(Short exercise): Decide whether each statement below agrees with the Velocity text, answering yes or no and quoting the words of the text that decide it: (a) information stored in the Velocity cache is currently secured; (b) a time frame was given for when the future features would be added; (c) App ID-based Security will let you register a domain account with a named cache.

Several times during the sessions on Velocity at the PDC, the presenter would add or remove a caching server at runtime. When this was done, the cluster of Velocity caching servers would react immediately and start to redistribute cache items across the cluster.  This intelligence was very impressive and is the same smarts that is able to react if a caching server has a hardware failure, again redistributing cached items across the cluster.  With this ability it is possible to dynamically add more caching power at runtime without losing any cached data because of a system restart.

Future Features

Although no indication was given as to when the additional features described below would make it into the Velocity framework it was very encouraging to hear about the many features that were in the queue for a future release.  Here are some of the ones mentioned at the PDC:

Security

In future releases of Velocity, security will need to be a greater consideration.  Currently, information stored inside the Velocity cache is not secured in anyway.  Having access to the cache means that you have access to anything stored in the cache.  In future versions of Velocity there will be security options that will allow you to secure items in the cache using several different techniques. The future planned security options are:

  • Token-based Security –  when storing items in the cache you will be able to specify a security token along with that item.  That security token will need to be presented in order to retrieve the item from the cache.
  • App ID-based Security – This option will allow you to register a domain account with a named cache.  This way only specific users will be able to access a specified cache. Note: “Named caches” are discussed later in this post.
  • Transport Level Security – This option will allow the standard transport level security offered by the various WCF bindings.

Cache Event Notifications

In the future, when anything happens that affects the cache, a notification will be sent across the cache cluster and to any other subscribed listeners. These events, when implemented, will allow a view into all of the actions taken on the cache.  This will include notifications sent when items are added, updated and removed form the cache.

(Information shown):
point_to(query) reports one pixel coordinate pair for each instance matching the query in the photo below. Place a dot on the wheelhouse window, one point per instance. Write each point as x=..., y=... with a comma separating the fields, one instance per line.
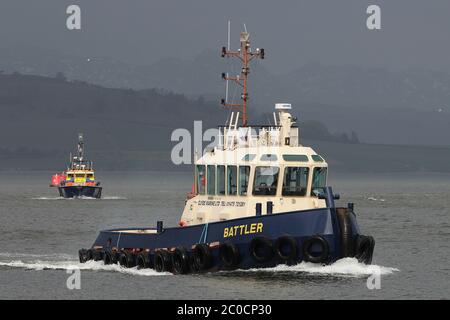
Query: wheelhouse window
x=295, y=181
x=221, y=180
x=249, y=157
x=244, y=176
x=266, y=180
x=295, y=157
x=269, y=157
x=200, y=179
x=317, y=158
x=232, y=180
x=319, y=180
x=211, y=175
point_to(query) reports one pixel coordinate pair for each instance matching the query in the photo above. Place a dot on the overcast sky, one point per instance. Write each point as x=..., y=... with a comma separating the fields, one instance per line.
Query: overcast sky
x=415, y=33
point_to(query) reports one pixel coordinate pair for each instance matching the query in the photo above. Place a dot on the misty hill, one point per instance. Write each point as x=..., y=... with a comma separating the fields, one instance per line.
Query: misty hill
x=382, y=106
x=130, y=129
x=41, y=117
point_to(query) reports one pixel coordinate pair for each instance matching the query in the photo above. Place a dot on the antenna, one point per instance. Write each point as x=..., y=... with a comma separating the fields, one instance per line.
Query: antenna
x=228, y=48
x=246, y=55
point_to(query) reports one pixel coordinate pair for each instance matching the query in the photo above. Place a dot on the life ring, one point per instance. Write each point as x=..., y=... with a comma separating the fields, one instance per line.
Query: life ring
x=162, y=261
x=229, y=254
x=310, y=256
x=202, y=256
x=180, y=260
x=261, y=249
x=286, y=248
x=364, y=249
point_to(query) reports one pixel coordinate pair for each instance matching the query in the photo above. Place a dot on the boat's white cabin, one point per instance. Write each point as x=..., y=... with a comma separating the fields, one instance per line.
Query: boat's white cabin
x=256, y=171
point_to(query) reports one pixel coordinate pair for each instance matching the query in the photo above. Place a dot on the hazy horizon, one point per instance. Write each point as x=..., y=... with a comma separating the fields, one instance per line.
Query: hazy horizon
x=294, y=33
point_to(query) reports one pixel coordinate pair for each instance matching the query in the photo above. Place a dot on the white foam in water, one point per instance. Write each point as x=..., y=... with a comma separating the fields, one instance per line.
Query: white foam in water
x=80, y=198
x=71, y=265
x=375, y=199
x=343, y=267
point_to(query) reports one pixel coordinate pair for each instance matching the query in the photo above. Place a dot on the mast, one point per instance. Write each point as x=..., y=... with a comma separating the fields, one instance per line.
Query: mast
x=80, y=147
x=246, y=55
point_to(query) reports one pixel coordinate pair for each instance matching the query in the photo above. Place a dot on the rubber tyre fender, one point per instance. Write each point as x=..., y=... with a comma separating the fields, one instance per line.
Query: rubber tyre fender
x=97, y=255
x=82, y=255
x=364, y=249
x=142, y=261
x=307, y=245
x=346, y=231
x=89, y=254
x=202, y=256
x=281, y=243
x=229, y=255
x=262, y=245
x=162, y=261
x=180, y=261
x=122, y=259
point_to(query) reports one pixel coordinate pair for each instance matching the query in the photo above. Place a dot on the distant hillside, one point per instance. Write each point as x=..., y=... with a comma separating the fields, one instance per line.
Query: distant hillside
x=124, y=128
x=382, y=106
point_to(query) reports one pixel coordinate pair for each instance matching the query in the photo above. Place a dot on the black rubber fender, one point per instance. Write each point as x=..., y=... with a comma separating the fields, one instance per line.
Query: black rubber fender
x=229, y=255
x=288, y=242
x=307, y=254
x=193, y=265
x=364, y=249
x=261, y=249
x=122, y=259
x=107, y=258
x=202, y=256
x=89, y=254
x=142, y=261
x=180, y=260
x=82, y=255
x=162, y=261
x=345, y=226
x=97, y=255
x=127, y=259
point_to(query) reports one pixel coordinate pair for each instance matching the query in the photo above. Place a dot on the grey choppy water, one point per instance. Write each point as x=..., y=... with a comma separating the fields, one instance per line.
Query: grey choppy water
x=40, y=234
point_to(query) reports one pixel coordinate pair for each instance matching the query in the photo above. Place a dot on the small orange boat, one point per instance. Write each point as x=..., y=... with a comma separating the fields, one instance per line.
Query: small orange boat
x=79, y=178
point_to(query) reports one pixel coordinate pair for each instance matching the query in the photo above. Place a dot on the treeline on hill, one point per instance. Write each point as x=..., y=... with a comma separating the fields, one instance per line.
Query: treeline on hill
x=46, y=113
x=131, y=129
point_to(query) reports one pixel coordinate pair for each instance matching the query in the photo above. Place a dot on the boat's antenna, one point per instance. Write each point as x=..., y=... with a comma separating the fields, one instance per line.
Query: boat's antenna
x=245, y=55
x=228, y=48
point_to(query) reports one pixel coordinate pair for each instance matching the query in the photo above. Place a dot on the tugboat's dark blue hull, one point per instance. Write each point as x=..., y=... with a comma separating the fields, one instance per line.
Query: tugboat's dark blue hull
x=317, y=235
x=80, y=191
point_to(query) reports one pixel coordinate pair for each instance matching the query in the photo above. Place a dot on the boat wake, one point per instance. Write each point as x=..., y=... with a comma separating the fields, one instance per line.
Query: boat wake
x=66, y=262
x=344, y=267
x=347, y=267
x=80, y=198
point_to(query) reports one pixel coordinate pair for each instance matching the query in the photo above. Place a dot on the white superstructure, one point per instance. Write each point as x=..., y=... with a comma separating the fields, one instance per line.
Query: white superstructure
x=256, y=170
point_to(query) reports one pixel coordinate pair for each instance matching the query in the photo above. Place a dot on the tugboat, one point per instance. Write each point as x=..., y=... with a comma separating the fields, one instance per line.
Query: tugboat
x=259, y=199
x=79, y=178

(Result of this exercise):
(a) No: "Currently, information stored inside the Velocity cache is not secured in anyway."
(b) No: "no indication was given as to when the additional features described below would make it into the Velocity framework"
(c) Yes: "This option will allow you to register a domain account with a named cache."